====== Text extract ======
Ran

In repertory at Film Forum through February 18.

If you were introduced to director Akira Kurosawa through his acclaimed films from the 1950s (Rashomon, Seven Samurai, Throne of Blood, The Hidden Fortress, among others)—all of which are feature shadowy, evocative black-and-white cinematography—the bold color of Ran, released in 1985, is disconcerting at first. Seeing the familiar figures of feudal Japan in vivid reds and blues and greens rather than the familiar dreamy grays is a jolt—but a welcome one. Kurosawa makes great use of his color palette, showcasing intricate costumes and breathtaking locations and even color-coding the three warring sons and their armies. The color, along with Kurosawa’s familiar panoramic direction, helps make Ran a gorgeous film to behold.

It’s also an affecting one—which I don’t take for granted, considering that the story is based on Shakespeare’s King Lear, a play that has always eluded me, to some extent. But besides relocating the familiar tale of an aging, misguided warlord from ancient Britain to feudal Japan, Kurosawa and his fellow screenwriters have tweaked the details, alluding to backstory and character motivations that don’t exist in the play. The result is exceedingly bleak—perhaps even more so than the tragic Lear. With Lear, one could argue that the king steps wrong in choosing who to trust; Cordelia might have been a fine heir. But Ran seems to argue that conflict and betrayal are all but inescapable. The youngest child is still the most affectionate and loyal, but he, too, is caught up in the heirs’ power-plays, which arrive early because of the warlord’s abdication but which were inevitable. (The movie’s title means chaos.) Frankly, if Kurosawa weren’t such a great director, Ran might have been unbearably grim.
======
▶ [Exercise task]
Answer these questions from the review of Ran:
(a) Through what date is the film in repertory at Film Forum?
(b) In what year was the film released?
(c) What does the film's title mean?
The material below comes from a different source.
====== Provided data ======
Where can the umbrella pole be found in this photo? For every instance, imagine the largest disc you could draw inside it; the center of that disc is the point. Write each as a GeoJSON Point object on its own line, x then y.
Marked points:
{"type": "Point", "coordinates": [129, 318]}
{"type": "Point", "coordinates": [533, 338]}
======
▶ [Answer to this task]
(a) February 18
(b) 1985
(c) Chaos